--- Task inputs Enclosed Below ---
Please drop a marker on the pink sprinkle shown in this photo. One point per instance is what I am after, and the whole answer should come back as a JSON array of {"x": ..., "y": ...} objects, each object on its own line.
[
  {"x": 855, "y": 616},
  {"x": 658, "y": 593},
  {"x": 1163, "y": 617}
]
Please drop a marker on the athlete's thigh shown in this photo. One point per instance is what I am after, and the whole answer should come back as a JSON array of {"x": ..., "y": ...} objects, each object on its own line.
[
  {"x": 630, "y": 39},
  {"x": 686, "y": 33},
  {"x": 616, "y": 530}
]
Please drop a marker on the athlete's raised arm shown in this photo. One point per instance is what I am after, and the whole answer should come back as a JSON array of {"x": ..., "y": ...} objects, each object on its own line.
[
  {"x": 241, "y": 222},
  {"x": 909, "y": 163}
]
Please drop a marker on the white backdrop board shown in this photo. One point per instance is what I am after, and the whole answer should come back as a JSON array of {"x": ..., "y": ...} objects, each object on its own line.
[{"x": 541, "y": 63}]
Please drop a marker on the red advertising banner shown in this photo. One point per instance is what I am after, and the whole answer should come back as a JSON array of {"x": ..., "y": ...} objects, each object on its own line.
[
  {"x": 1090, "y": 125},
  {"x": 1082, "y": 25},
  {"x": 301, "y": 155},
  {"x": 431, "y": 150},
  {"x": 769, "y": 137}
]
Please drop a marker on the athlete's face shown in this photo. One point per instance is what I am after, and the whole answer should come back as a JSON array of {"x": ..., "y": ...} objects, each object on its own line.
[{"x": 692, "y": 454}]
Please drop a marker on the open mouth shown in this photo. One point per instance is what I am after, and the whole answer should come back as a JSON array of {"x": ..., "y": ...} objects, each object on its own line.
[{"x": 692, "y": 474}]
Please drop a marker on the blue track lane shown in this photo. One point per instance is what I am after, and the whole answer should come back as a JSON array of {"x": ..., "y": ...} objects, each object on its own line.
--- End of Enclosed Task inputs ---
> What you need to do
Your task is to restate, word for word, each line from the one that includes "Please drop a marker on the open" to the end of the records, with both ends included and nothing else.

> Written answer
Please drop a marker on the open mouth shown in this photo. One point per instance is what I am after, and the whole answer should come back as a JSON array of {"x": ..., "y": ...} objects, each object on its own line.
[{"x": 692, "y": 474}]
Please drop a marker on the blue track lane shown in this photo. One point per instance is what I am after, and the whole answer should come back as a JSON array of {"x": ..., "y": ...} objects, each object on its own line.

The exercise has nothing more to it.